== Reading text ==
Terrorist's wife released from jail and free to hide him again

Munfiatun, wife of Noordin M. Top, the most wanted man in SE Asia for masterminding the Bali bombings along with countless other bombings in Indonesia, has been released from the Sukun women's prison in Malang, East Java. She was released 9 months early from her 3 year sentence for good behavior.

Story here from the Jakarta Post.

JAKARTA (AP): The wife of one of Southeast Asia's most wanted terror suspects left prison Monday after serving 27 months in jail for helping hide her still-at-large husband, an official said.

Munfiatun, 30, was convicted of sheltering Noordin Top, a Malaysian accused of being a key leader of Jemaah Islamiyah, a regional terror network blamed for a string of suicide bombings in Indonesia, the most deadly being 2002 nightclub bombings on Bali island that killed 202 people.

Munfiatun told the warden of Malang women's prison on Indonesia's main island of Java that she would return to her hometown, also on Java.

"I have heard that my neighbors there are not concerned that I am the wife of a terrorist," she told the warden in front of journalists.

She served nine months short of her 3-year term because of time off for good behavior.

She was picked up at the jail by her mother and extended family members.

I guess this means she is free to hide her husband again. She should have received a heavier sentence but hey, she's a Muslim and it's Indonesia and we have seen that Indonesia is soft on local Muslim terrorists and their collaborators. Bali bombers Amrozi, Ali Gufron and Samudra have still not been executed, pending their appeal to overturn their convictions under the recent Terrorism Law (their lawyers are appealing that the law is not retroactive and cannot be applied to their clients). The bombers would have to be re-tried and may escape the death penalty. Seeing Indonesia's poor performance in instituting new legislation of any kind, one feels that the bombers have an excellent chance of winning their appeal as the Supreme Court has demonstrated that it likes throwing out new legislation, deeming it unconstitutional or weakly worded by lawmakers. This has prevented anti-graft legislation from taking effect and cleaning up rampant corruption in Indonesia.

Indonesia has also recently demonstrated that even convicted terrorists can be exonerated from their crimes. Indonesia Supreme Court recently overturned the conviction of Jemaah Islamiyah's spiritual leader and Islamic terrorist, Cleric Abu Bakr Ba'asyir. This means that while the world still recognizes him for what he is (a hardline Islamic terrorist, teacher of militant/terrorists and inspiration to militants/terrorists in Indonesia and throughout SE Asia), Indonesia recognizes Ba'asyir as innocent of involvement.
===
▸ Complete the following
(1) According to the post about Munfiatun's release, how long did she serve in jail?
(2) Please output the post about Munfiatun's release from "JAKARTA (AP): The" to "front of journalists.", copying the passage word for word.
== Provided data ==
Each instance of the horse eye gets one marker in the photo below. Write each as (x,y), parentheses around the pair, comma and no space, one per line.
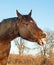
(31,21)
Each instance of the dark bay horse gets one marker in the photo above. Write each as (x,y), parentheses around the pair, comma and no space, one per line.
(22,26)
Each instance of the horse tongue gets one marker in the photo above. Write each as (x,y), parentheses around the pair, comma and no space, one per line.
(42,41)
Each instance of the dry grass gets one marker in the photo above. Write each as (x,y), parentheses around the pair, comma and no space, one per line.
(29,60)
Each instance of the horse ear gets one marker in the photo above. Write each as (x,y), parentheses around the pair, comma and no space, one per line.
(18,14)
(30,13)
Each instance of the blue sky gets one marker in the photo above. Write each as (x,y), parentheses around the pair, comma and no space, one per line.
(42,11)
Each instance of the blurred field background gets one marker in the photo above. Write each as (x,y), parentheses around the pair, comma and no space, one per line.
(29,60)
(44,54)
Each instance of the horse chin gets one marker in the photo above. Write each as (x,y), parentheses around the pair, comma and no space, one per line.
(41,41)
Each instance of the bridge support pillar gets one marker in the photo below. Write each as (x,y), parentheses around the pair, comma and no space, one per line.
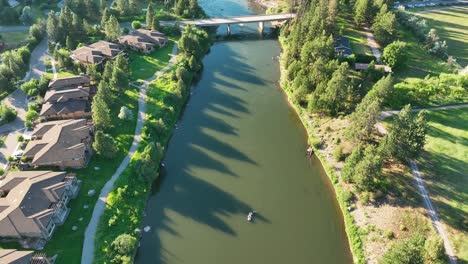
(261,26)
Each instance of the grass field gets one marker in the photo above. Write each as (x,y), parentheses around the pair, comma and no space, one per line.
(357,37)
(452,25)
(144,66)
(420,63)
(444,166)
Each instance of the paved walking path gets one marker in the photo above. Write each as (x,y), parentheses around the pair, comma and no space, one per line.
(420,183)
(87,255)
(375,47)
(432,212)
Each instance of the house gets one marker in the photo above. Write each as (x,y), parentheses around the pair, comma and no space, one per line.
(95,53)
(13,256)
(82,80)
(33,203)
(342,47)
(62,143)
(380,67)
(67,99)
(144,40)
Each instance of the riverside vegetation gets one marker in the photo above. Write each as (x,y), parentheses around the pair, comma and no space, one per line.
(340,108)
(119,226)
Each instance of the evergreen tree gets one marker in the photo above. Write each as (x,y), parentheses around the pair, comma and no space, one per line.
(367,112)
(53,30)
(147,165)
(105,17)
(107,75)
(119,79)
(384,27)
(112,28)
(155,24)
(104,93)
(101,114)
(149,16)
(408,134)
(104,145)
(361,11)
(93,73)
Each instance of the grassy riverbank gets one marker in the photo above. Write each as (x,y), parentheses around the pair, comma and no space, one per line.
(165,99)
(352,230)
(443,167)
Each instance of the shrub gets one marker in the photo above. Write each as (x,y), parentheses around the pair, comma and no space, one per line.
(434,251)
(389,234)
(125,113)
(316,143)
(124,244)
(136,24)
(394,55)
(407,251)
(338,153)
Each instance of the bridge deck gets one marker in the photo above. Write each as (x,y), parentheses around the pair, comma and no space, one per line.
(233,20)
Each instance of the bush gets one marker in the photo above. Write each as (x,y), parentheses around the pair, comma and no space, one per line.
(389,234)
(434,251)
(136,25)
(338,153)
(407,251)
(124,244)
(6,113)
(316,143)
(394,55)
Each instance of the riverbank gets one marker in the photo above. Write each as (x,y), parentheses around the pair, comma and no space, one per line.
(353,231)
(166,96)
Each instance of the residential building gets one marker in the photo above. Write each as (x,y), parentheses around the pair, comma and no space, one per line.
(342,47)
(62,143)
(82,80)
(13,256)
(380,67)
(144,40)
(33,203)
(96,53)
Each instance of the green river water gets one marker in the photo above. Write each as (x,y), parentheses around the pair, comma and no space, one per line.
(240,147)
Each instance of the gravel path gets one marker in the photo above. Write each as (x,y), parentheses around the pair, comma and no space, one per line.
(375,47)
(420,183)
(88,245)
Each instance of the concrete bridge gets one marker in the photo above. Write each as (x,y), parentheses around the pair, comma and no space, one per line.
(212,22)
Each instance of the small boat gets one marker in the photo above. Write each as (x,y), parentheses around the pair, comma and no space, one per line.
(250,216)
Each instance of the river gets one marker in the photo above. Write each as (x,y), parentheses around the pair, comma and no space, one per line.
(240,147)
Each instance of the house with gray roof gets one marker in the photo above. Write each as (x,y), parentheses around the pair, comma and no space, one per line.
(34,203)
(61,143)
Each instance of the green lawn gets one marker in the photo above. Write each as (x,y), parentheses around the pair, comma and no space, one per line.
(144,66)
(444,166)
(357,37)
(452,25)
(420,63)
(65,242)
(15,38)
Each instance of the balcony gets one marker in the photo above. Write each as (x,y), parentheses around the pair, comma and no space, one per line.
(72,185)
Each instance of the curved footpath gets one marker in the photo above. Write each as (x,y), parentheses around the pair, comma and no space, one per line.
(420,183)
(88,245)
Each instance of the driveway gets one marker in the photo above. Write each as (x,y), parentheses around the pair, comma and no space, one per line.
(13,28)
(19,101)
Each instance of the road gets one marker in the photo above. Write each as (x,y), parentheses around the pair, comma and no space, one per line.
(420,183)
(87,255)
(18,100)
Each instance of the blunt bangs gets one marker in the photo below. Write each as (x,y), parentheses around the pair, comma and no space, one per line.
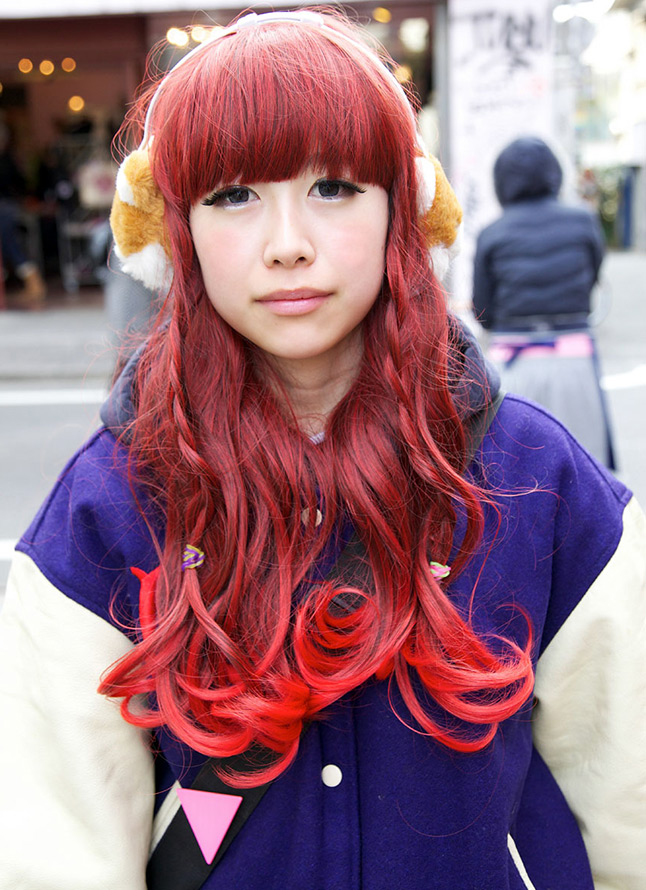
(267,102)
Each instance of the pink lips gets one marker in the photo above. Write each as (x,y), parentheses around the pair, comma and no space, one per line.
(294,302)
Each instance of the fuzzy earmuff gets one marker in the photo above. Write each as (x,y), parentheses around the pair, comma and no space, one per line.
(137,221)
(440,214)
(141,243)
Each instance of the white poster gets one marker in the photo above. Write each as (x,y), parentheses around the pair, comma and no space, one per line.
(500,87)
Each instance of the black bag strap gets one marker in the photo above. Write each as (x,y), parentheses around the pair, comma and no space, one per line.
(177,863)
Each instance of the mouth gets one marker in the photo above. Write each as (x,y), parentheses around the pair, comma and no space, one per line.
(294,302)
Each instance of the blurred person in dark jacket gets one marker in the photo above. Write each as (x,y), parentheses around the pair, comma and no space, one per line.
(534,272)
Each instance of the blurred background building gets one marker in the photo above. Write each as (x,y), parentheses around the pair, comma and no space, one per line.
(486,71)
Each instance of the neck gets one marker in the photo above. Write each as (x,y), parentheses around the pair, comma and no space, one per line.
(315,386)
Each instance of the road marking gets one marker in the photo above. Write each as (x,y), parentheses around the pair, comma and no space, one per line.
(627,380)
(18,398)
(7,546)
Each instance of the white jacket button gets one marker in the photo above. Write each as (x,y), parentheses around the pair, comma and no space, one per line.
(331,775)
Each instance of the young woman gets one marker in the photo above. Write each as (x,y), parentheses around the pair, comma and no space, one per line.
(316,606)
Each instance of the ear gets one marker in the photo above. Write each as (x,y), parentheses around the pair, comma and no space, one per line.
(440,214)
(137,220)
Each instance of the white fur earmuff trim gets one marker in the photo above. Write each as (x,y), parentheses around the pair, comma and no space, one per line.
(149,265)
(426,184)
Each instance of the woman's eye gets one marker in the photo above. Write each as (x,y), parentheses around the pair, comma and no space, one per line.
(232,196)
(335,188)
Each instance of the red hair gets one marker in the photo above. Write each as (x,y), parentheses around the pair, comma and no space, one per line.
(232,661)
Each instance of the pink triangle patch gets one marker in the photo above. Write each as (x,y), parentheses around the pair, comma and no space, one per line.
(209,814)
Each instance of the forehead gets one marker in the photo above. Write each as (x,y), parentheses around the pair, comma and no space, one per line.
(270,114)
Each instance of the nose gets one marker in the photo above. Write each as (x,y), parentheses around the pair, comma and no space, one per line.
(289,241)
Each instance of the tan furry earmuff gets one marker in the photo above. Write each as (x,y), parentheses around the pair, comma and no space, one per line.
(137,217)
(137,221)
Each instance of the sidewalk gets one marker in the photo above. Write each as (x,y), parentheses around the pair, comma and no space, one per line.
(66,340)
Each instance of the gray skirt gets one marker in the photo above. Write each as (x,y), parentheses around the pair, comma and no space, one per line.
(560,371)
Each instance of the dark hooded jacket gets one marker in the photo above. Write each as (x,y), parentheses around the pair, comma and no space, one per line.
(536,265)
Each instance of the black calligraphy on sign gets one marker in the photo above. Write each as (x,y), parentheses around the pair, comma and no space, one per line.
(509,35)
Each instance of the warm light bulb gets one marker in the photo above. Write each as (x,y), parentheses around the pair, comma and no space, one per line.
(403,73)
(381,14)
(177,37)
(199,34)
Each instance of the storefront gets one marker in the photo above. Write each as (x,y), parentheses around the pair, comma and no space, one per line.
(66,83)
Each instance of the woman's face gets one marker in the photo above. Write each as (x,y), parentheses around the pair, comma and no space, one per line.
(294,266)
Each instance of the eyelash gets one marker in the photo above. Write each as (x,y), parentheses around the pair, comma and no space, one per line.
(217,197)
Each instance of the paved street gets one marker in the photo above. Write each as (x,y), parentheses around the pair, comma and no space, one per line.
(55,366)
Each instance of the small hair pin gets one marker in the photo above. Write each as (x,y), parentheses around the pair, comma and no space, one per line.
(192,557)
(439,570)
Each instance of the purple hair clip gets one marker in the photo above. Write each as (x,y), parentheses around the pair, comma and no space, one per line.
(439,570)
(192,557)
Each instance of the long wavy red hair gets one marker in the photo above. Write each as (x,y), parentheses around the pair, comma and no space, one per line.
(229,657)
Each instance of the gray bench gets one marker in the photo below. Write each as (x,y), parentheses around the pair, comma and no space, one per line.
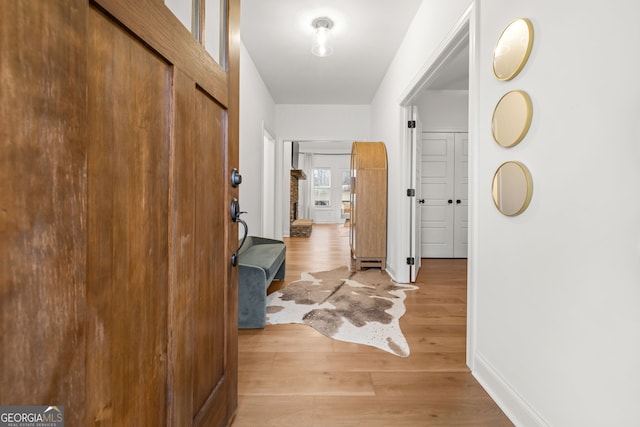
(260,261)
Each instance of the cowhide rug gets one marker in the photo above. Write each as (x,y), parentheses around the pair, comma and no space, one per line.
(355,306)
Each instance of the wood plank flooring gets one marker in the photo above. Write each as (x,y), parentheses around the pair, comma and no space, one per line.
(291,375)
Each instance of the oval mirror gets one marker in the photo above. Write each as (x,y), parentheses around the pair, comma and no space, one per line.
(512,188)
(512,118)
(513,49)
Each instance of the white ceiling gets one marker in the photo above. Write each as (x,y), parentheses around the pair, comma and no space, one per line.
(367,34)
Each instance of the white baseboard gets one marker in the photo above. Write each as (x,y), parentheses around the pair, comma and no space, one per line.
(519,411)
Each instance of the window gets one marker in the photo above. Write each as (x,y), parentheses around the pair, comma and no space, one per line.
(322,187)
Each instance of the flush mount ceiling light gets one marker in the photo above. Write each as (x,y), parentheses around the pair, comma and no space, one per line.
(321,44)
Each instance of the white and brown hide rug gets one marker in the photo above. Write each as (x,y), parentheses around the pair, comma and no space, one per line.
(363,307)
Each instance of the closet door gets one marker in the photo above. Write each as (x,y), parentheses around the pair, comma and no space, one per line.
===
▸ Solutions below
(1) 27 months.

(2)
JAKARTA (AP): The wife of one of Southeast Asia's most wanted terror suspects left prison Monday after serving 27 months in jail for helping hide her still-at-large husband, an official said.

Munfiatun, 30, was convicted of sheltering Noordin Top, a Malaysian accused of being a key leader of Jemaah Islamiyah, a regional terror network blamed for a string of suicide bombings in Indonesia, the most deadly being 2002 nightclub bombings on Bali island that killed 202 people.

Munfiatun told the warden of Malang women's prison on Indonesia's main island of Java that she would return to her hometown, also on Java.

"I have heard that my neighbors there are not concerned that I am the wife of a terrorist," she told the warden in front of journalists.